ACTIVITY:
Carry over every entry exactly as it appears in the records.

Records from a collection
>>>>

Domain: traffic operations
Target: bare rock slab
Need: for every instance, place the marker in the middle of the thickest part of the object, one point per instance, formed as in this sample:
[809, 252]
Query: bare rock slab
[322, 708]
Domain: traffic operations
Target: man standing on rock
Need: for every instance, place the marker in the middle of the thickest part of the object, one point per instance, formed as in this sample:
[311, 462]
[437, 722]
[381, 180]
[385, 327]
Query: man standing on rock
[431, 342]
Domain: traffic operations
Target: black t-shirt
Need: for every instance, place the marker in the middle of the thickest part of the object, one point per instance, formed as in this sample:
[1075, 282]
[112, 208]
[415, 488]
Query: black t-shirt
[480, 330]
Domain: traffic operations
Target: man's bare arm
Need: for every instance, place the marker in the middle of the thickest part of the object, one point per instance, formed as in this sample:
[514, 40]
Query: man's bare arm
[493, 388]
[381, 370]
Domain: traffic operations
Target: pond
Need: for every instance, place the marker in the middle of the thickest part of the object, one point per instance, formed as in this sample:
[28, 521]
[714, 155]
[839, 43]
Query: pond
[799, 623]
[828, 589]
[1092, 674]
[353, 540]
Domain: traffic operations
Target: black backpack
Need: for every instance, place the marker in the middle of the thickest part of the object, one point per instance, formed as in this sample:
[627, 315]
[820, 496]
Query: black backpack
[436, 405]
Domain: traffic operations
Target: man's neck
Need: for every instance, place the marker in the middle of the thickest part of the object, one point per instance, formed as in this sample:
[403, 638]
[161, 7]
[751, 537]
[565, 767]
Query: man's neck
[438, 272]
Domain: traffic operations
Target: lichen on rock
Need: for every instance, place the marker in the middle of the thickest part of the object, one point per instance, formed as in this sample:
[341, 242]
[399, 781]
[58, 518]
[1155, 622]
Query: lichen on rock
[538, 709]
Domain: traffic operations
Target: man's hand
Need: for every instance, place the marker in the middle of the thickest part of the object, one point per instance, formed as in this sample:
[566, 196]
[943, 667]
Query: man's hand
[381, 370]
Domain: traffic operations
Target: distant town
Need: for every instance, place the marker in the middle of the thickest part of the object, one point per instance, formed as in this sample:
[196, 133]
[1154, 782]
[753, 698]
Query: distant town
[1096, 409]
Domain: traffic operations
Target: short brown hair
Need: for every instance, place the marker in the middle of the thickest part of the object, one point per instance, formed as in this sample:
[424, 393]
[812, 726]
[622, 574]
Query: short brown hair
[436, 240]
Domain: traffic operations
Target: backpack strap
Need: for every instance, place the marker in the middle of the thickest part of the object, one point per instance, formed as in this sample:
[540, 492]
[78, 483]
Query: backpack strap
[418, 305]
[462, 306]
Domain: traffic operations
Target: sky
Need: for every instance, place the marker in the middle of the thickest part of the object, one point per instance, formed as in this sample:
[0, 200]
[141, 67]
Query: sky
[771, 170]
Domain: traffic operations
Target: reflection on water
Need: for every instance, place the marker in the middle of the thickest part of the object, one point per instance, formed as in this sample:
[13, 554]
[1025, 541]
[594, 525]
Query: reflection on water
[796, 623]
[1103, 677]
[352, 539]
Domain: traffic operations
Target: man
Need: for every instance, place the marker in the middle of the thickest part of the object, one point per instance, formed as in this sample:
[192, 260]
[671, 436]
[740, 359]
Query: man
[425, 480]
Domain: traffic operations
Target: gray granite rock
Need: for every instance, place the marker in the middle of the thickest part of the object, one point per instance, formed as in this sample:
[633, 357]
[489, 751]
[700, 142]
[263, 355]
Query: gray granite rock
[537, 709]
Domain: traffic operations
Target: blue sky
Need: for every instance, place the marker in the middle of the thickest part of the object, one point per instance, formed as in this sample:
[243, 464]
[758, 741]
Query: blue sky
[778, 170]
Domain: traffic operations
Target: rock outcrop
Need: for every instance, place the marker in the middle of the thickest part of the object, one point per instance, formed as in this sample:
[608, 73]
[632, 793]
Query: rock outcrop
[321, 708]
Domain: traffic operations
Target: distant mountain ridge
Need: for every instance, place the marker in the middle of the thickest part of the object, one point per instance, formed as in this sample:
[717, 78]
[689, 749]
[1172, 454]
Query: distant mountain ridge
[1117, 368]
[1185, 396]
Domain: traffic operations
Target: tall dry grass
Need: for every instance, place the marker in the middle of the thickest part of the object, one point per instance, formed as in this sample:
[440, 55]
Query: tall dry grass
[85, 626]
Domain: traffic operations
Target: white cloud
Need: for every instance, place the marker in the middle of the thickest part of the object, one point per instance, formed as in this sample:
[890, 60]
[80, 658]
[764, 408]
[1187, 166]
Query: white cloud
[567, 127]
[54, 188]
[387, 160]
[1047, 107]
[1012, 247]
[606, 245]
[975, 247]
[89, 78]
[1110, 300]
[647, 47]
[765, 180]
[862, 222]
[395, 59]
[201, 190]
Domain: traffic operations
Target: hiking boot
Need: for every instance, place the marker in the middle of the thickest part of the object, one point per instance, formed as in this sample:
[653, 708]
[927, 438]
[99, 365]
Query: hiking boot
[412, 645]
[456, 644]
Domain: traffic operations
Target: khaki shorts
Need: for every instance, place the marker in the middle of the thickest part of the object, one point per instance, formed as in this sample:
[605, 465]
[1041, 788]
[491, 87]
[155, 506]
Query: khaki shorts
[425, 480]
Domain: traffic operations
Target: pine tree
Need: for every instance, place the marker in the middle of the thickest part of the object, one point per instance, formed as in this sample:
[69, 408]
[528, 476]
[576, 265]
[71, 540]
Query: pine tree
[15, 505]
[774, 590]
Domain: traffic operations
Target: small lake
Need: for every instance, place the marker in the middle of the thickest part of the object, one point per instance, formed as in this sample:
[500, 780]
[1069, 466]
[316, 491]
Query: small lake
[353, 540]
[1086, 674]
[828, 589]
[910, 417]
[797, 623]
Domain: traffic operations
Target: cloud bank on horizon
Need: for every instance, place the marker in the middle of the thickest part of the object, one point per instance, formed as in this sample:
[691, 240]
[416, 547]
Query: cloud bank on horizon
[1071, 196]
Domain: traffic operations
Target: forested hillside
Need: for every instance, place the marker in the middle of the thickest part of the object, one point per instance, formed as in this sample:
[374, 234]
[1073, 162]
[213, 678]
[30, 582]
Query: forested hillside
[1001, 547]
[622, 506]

<<<<

TASK SOLUTION:
Domain: traffic operations
Target: bare rock slab
Need: for every instance, place the marker in the middle of the thickest part of the object, one point per instance, formed as in this sample:
[809, 252]
Query: bare rock slab
[322, 708]
Domain: traffic operations
Target: man standing on rock
Need: for every instance, place the marker in the middle of the thickest part of the object, one point per instance, formed as in this sample:
[311, 462]
[437, 722]
[381, 180]
[385, 327]
Query: man standing on rock
[431, 342]
Domain: traffic operations
Target: black t-shirt
Need: for every instance, place the marker in the middle of the thickest part of the object, one point per instance, formed as in this sample:
[1075, 282]
[112, 208]
[415, 488]
Query: black t-shirt
[480, 330]
Domain: traffic operations
Target: man's bare arm
Need: for every instance, place the marker in the middle of the thickest part of the object, one point per instance, formed as in this sample:
[514, 40]
Query: man's bare arm
[493, 388]
[381, 370]
Domain: traffic operations
Target: pond
Need: for every instance, place the marker in the middle of the thickest part of the object, one point per instance, formed as in this sample:
[28, 521]
[714, 155]
[839, 43]
Query: pond
[799, 623]
[828, 589]
[1092, 674]
[353, 540]
Domain: traffic operations
Target: black backpack
Need: for every instance, place the marker in the middle of the thickest part of the object, one point per instance, formed as in this sample:
[627, 315]
[820, 496]
Query: black backpack
[436, 405]
Domain: traffic operations
Target: man's neck
Need: for every instance, place the marker in the middle of the thickest part of the object, one point per instance, formed as in this sample:
[403, 638]
[161, 7]
[751, 537]
[565, 767]
Query: man's neck
[438, 272]
Domain: traffic operations
Target: lichen on rock
Need: for every instance, place the marker in the middle of the thickest part of the object, one point per instance, formed as in this sample:
[341, 242]
[399, 781]
[58, 518]
[1155, 622]
Query: lichen on rock
[538, 709]
Domain: traffic operations
Target: man's hand
Need: for every instance, place the marker in the middle of the thickest part of the object, one point per instance, formed as in this sample:
[566, 196]
[943, 667]
Query: man's hand
[381, 370]
Domain: traffic operations
Target: distant town
Need: for every instance, place the marker in the middle of the thickest part of the object, one point per instance, formed as in this sample:
[196, 133]
[1154, 782]
[753, 698]
Query: distant town
[1096, 409]
Domain: traffic operations
Target: short brown hair
Need: for every instance, place the marker in the middle of the thickest part of the object, one point per instance, formed as in this sample:
[424, 393]
[812, 726]
[622, 574]
Query: short brown hair
[436, 240]
Domain: traffic operations
Target: backpack strap
Need: for every instance, place the marker in the middle of the thickest part of the object, one point per instance, formed as in this sample:
[540, 492]
[78, 483]
Query: backpack strap
[418, 305]
[462, 306]
Domain: traffic operations
Target: sky
Need: for every instance, place the marker in the middle of the thickest part of the object, one point per instance, formed as in this sample:
[0, 200]
[141, 67]
Query: sky
[771, 170]
Domain: traffic operations
Target: reflection on water
Need: for every instance, place the marker in the middle of the thickest part of the object, one point per instance, formed as in this sample:
[13, 554]
[1025, 541]
[594, 525]
Query: reflection on water
[796, 623]
[1103, 677]
[352, 539]
Domain: traffic operations
Target: man
Need: for every instance, place the marker in the middle of the thickest part of the object, one point per instance, formed as in this sample:
[192, 260]
[671, 436]
[740, 359]
Query: man
[425, 480]
Domain: traffic operations
Target: gray granite rock
Need: for every instance, place the marker in the middle of the thickest part of the object, one point per instance, formed as in this sample:
[633, 357]
[489, 751]
[700, 142]
[263, 355]
Query: gray granite rock
[537, 709]
Domain: traffic operations
Target: blue sky
Need: for every instance, place the marker in the middle of the thickest part of the object, one point per instance, formed as in this sample:
[243, 464]
[758, 741]
Query: blue sky
[778, 170]
Domain: traffic operations
Target: rock outcrop
Need: for every instance, place the marker in the middle of the thickest part of the object, one point per instance, formed as in this sample:
[608, 73]
[632, 793]
Query: rock outcrop
[321, 708]
Domain: traffic operations
Target: distant mountain ridge
Need: for every instance, place the marker in the middle of the thickest part of the object, one point per instance, formed as in this sample:
[717, 78]
[689, 749]
[1172, 454]
Query: distant mountain ridge
[1117, 368]
[1185, 396]
Domain: traffic operations
Target: tall dry grass
Need: for every instance, place the marker in the middle of the thickest part of the object, one point per instance, formed as in this sample:
[440, 55]
Query: tall dry grass
[85, 626]
Domain: traffic operations
Target: white cloud
Need: for every instance, place the marker in the middle of the thickest part of the object, one point per instance, formed as in this sample:
[890, 60]
[80, 658]
[764, 408]
[1187, 166]
Query: white cloud
[567, 127]
[54, 188]
[387, 160]
[1047, 107]
[1012, 247]
[606, 245]
[975, 247]
[89, 78]
[1110, 300]
[647, 47]
[765, 180]
[862, 222]
[395, 59]
[201, 190]
Domain: traffic operations
Target: hiking boot
Need: for every instance, place the marker in the middle of the thickest part of the object, one point per instance, formed as in this sample:
[653, 708]
[927, 438]
[99, 365]
Query: hiking boot
[412, 645]
[456, 644]
Domain: traffic operations
Target: khaki shorts
Need: for every instance, place the marker in the middle of the thickest part of the object, one point per instance, formed as in this sample:
[605, 465]
[1041, 788]
[491, 87]
[155, 506]
Query: khaki shorts
[425, 480]
Domain: traffic operations
Target: pine tree
Need: for every instance, place the marker in the middle of the thickest part of the object, one point per instance, formed as in this sample:
[69, 408]
[528, 476]
[576, 265]
[71, 540]
Query: pine tree
[15, 505]
[774, 590]
Domain: traffic operations
Target: small lake
Need: for every instance, place the marker in the middle of the thickest part of the object, one point per instance, formed as in this sample:
[500, 780]
[1069, 466]
[316, 491]
Query: small lake
[353, 540]
[1086, 674]
[828, 589]
[910, 417]
[797, 623]
Domain: traffic operations
Target: cloud bank on horizon
Need: for every instance, place the marker in the middle of the thickest part of the object, one point per instance, formed as in this sample:
[691, 240]
[416, 547]
Query: cloud bank on horizon
[1071, 196]
Domain: traffic operations
Target: forested hillside
Need: for every instance, place the marker in the middle of the thickest part of the object, one point per instance, formed as in this sample:
[374, 234]
[1073, 162]
[213, 678]
[30, 582]
Query: forested hillside
[1001, 547]
[622, 506]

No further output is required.